### Quoted text ###

Getting a new business going is never easy, of course, especially when you're trying to set both style and sustainability trends. Though Turkey is the world's number-one producer of organic cotton, most of it is exported abroad, leaving a lack of supply in the past for the domestic market. And with big brands like H&M; and Mavi (one of the few Turkish clothing companies using organic cotton) snapping up mass amounts, it's harder still to find a producer willing to sell in the small quantities a start-up like Boa needs. Fortunately, the cousins had a family connection.
Organic Cotton T-Shirts
Sena, who designs the clothes, comes from a line of tailors. But it was Seray's father's textile business that provided the "in" -- and part of the inspiration -- the pair needed. His company was making organic cotton T-shirts for export to Switzerland, and when the two young women started talking about putting Sena's illustrations on some shirts, he was the one who suggested they make them organic. The family business now produces Boa's 100 percent organic T-shirts, dresses, light jackets, and other items, all hand-printed with organic dye from Turkey using in-house printers.
© Boa Studio. Boa's 'Işık' ('Light') top.
The whimsical imagery is key to Boa's style, which Sena and Seray describe as "simple designs, enriched with illustrations," though their line -- which includes jumpsuits and capes -- is deliberately not the "basic and boring" organic clothes they complain about seeing online. When we met last week, Seray was wearing one of their squared-off tees with soft, unfinished edges and snaps up the side -- "we're even getting rid of the stitches," she laughed.

###

◆ **Instructions**:
**1)** Answer these from the text about Boa:
(a) Which country is the world's number-one producer of organic cotton?
(b) Which of the two cousins designs the clothes?
(c) To which country was Seray's father's company exporting organic cotton T-shirts?
**2)** Continue the text about Boa from where it stops.
The records have no connection to the text about Boa.

### Given information ###

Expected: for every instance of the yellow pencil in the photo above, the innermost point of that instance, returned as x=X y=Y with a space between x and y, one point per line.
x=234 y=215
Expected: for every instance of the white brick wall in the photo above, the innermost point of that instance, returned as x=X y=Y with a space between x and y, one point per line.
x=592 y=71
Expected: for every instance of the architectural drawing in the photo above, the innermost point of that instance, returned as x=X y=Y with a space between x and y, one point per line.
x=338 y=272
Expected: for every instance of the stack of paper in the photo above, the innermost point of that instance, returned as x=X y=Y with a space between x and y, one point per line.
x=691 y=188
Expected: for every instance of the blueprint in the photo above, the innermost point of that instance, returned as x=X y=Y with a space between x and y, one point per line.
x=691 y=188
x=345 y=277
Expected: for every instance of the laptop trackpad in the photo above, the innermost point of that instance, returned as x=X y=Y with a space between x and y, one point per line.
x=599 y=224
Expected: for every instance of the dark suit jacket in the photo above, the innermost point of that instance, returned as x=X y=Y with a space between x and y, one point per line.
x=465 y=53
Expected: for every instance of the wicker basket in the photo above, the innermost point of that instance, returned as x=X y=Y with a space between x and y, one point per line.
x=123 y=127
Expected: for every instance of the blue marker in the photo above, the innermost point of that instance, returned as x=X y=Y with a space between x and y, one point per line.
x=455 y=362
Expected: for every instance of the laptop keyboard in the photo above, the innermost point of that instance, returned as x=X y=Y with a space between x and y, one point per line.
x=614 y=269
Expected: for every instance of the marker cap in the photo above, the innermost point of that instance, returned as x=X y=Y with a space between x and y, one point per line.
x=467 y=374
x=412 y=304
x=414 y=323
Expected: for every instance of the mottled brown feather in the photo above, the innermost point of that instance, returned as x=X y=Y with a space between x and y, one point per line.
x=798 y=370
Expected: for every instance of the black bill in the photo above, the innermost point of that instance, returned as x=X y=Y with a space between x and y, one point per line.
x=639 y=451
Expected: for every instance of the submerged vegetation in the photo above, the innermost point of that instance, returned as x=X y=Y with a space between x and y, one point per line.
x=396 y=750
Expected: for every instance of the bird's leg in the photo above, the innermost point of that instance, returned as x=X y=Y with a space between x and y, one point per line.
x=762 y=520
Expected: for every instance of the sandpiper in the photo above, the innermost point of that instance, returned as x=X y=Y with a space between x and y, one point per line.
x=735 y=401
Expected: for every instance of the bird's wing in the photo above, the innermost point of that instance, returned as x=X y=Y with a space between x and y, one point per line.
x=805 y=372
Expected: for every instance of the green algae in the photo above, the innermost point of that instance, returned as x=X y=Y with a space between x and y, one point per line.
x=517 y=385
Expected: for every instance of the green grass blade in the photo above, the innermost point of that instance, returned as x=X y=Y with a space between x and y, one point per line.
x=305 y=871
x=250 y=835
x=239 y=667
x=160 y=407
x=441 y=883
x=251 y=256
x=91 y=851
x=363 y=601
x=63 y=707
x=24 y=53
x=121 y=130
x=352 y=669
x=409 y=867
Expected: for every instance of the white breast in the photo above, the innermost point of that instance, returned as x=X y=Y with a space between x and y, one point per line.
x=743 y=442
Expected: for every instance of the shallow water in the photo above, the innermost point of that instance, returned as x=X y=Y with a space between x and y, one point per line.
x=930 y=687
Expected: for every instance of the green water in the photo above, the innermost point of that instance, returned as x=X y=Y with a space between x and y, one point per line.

###

◆ **Per-task answers**:
**1)**
(a) Turkey
(b) Sena
(c) Switzerland

**2)**
Finding A Market In Turkey
Though their clothes would fit in perfectly in the boutiques in San Francisco's Mission District and other hipster neighborhoods in the United States, local designers like Boa, founded in 2007, are still finding their market in Turkey. The Beyoğlu shop Lazy, which started carrying the pair's designs last summer, is a trendsetter in terms of showcasing locally made clothes, shoes, and bags. And while it can be a hard sell getting people used to grabbing 5-lira T-shirts off street-side stands (myself included) to pay more for innovative and eco-friendly clothing, Boa also faces the opposite problem at one of its new locations.
© Boa Studio. More Boa designs.
Getting their clothes into the chic Turkish department store Beymen was a coup -- a "turning point," Sena and Seray call it -- but next to all of the high-end items on display, their reasonably priced fashions look almost too cheap. There's no chance of Boa turning couture, though. "We want design to be within people's reach," something that is a part of their daily lives, Seray says.
New Designs For The Fall
As they work on their new line for fall, and try to expand their brand -- lauded by the trend-watchers at Pukka Living and Inhabitat, and set to appear alongside Mavi on a "eco-chic" page in the September issue of InStyle Turkey -- both domestically and internationally, the Boa founders neglect neither big dreams nor small details.
One minute they're brainstorming eco-friendly packaging alternatives, the next minute Seray has stars in her eyes as she talks about how cool it would be to open a entire store for eco-friendly fashion, like Wertvoll, the Berlin shop that recently picked up their line. Sena has even more ambitious ideas to someday found a sort of eco-village/university where students work the land while learning about the environment. And, undoubtedly, while wearing comfortable, but stylish clothes.